Raw rows
============================================================

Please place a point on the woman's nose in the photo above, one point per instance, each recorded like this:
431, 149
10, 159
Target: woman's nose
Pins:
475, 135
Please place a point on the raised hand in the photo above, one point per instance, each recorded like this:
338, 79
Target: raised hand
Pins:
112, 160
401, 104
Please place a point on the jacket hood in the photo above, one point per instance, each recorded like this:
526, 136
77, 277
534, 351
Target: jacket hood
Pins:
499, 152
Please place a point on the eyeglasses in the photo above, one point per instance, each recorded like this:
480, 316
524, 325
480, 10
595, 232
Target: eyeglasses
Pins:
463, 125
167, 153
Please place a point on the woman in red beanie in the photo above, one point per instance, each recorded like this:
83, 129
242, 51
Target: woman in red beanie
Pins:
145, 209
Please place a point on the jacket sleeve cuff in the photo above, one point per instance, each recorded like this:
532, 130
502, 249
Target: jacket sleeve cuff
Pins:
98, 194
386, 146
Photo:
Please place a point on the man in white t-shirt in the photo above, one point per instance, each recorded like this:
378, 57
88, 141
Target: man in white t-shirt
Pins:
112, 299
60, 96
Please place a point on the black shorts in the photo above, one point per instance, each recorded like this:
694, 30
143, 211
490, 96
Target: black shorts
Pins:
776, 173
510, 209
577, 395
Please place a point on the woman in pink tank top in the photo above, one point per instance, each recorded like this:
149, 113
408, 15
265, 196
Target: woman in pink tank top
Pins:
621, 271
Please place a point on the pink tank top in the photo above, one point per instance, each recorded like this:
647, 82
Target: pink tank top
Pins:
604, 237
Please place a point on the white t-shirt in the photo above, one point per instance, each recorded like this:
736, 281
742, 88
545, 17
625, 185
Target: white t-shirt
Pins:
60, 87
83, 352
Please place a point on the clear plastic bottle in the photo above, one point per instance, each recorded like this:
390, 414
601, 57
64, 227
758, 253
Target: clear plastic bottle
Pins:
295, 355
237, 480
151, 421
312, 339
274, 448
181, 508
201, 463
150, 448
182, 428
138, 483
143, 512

============================================================

● **Work instructions**: Quote all of the rows above verbatim, line for line.

● **Task output**:
Please place a point on the woman's nose in the photo above, one point per instance, each recorded like this:
431, 149
10, 159
Target: woman's nose
Pins:
475, 135
Please place a point on the raised hand in the photo above, one point per instance, each recorded like this:
338, 79
Target: raised hand
Pins:
112, 160
401, 104
Please place a point on the jacket hood in the photo above, one point per instance, each recorded like this:
526, 136
77, 277
534, 351
Target: jacket hood
Pins:
499, 152
Please place a point on the eyeglasses in the photo above, one point per instance, each recorded like this:
480, 316
524, 325
480, 10
595, 232
Target: eyeglasses
Pins:
463, 125
167, 153
Please place a point on the woman in red beanie in the photo above, one point per instance, each recorded like this:
83, 129
242, 51
Target: woman in red beanie
Pins:
145, 209
Please place a point on the jacket sleeve cuff in the photo above, one point per instance, each recorded like this:
532, 130
502, 249
Target: jacket sleeve cuff
Pins:
98, 194
386, 146
Photo:
Please place a point on the man in white t-shirt in the photo above, one point per instance, each recorded like this:
378, 57
88, 141
Target: man in white t-shirt
Pins:
112, 299
60, 96
Please place a point on the black shorts in the photo above, one point per instance, each recorded like this:
694, 30
143, 211
490, 96
Target: black shorts
Pins:
776, 173
510, 209
577, 395
Please place a point on the woman in pink tank top in the photo above, one point per instance, each recorded like this:
149, 113
408, 15
265, 196
Target: woman in pink tank top
Pins:
621, 271
Please place a point on the pink tank top in the photo above, one point per instance, each recorded like this:
647, 82
Target: pink tank top
Pins:
604, 237
Please place a point on the white t-shirt in the photo above, one point per instance, each recorded like this:
736, 281
742, 88
545, 17
625, 185
Target: white t-shirt
Pins:
60, 87
83, 352
Please place a point on the clear plastic bottle in the photo above, one point per instance, each recorded like this:
390, 414
601, 57
64, 227
758, 253
Target: clear plastic bottle
Pins:
295, 355
237, 480
151, 421
312, 339
274, 448
181, 508
201, 463
150, 448
182, 428
138, 483
143, 512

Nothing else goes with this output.